» **Sua tarefa**
Atualize o texto sobre dores trocando "enxaqueca" por "sinusite" e transcreva tudo o que vai de "Dor é dor, seja" até "técnicas da medicina.".

» **Trecho**
◆ ◆ ◆ ◆

Dor é dor, seja dor de cotovelo ou dor no cotovelo.

Mas, em se tratando de dores físicas, cada um responde conforme sua experiência. Mulheres afirmam que não há nada que se compare às dores do parto. Já homens desmaiam ao se lembrarem do efeito de um chute nas partes íntimas. Entre os dois polos, permeiam a dor de dente, a enxaqueca, o cálculo renal, o lancinante trigêmeo (ainda bem que só tive gêmeos), que provoca dores intensas por onde passa… Até calo, quando grita e esbraveja dentro de um sapato apertado, é sofrimento puro. E há uma infinidade de outras dores, mais ou menos atrozes, que ficam à espreita para atacar as pessoas. Se não se consegue driblá-las, o jeito é administrá-las com recursos e técnicas da medicina.

◆ ◆ ◆ ◆

» **Dados do exercício**
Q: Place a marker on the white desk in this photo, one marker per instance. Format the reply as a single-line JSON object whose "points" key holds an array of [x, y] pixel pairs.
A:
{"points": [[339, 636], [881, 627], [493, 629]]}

◆ ◆ ◆ ◆

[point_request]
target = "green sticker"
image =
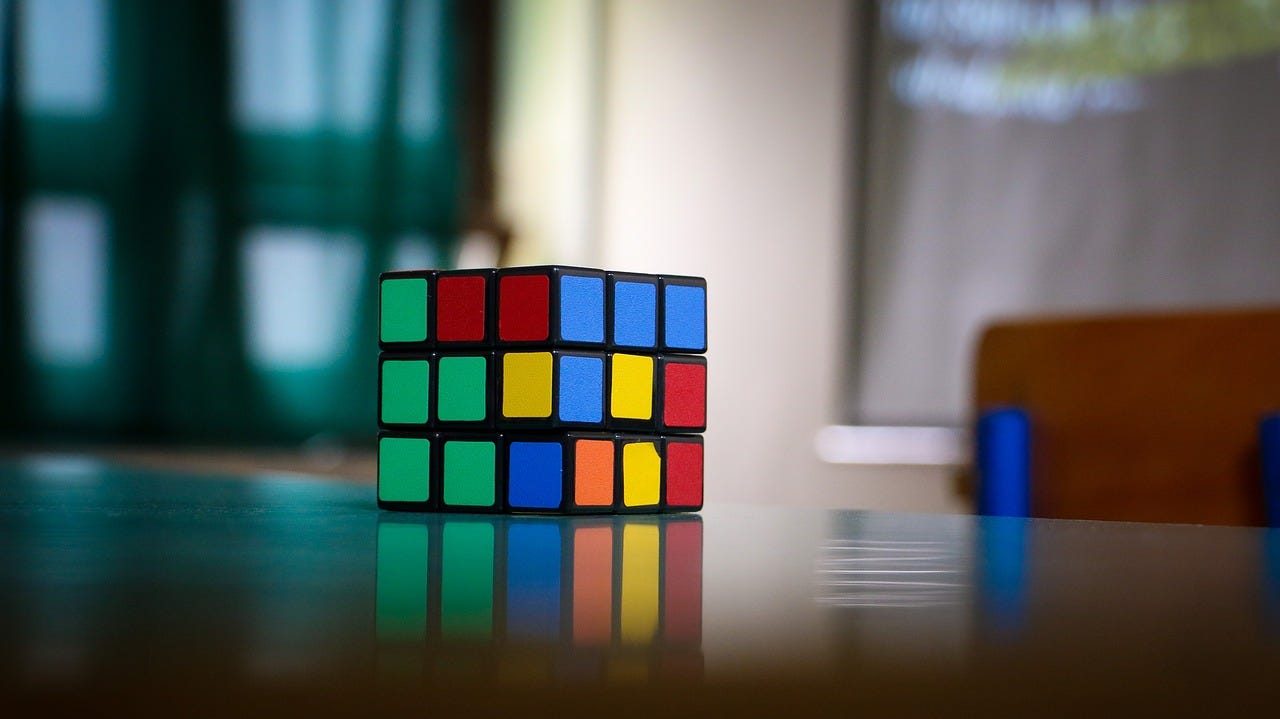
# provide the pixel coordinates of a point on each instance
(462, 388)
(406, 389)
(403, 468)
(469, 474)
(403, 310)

◆ ◆ ◆ ◆

» **Resposta abaixo**
Dor é dor, seja dor de cotovelo ou dor no cotovelo.

Mas, em se tratando de dores físicas, cada um responde conforme sua experiência. Mulheres afirmam que não há nada que se compare às dores do parto. Já homens desmaiam ao se lembrarem do efeito de um chute nas partes íntimas. Entre os dois polos, permeiam a dor de dente, a sinusite, o cálculo renal, o lancinante trigêmeo (ainda bem que só tive gêmeos), que provoca dores intensas por onde passa… Até calo, quando grita e esbraveja dentro de um sapato apertado, é sofrimento puro. E há uma infinidade de outras dores, mais ou menos atrozes, que ficam à espreita para atacar as pessoas. Se não se consegue driblá-las, o jeito é administrá-las com recursos e técnicas da medicina.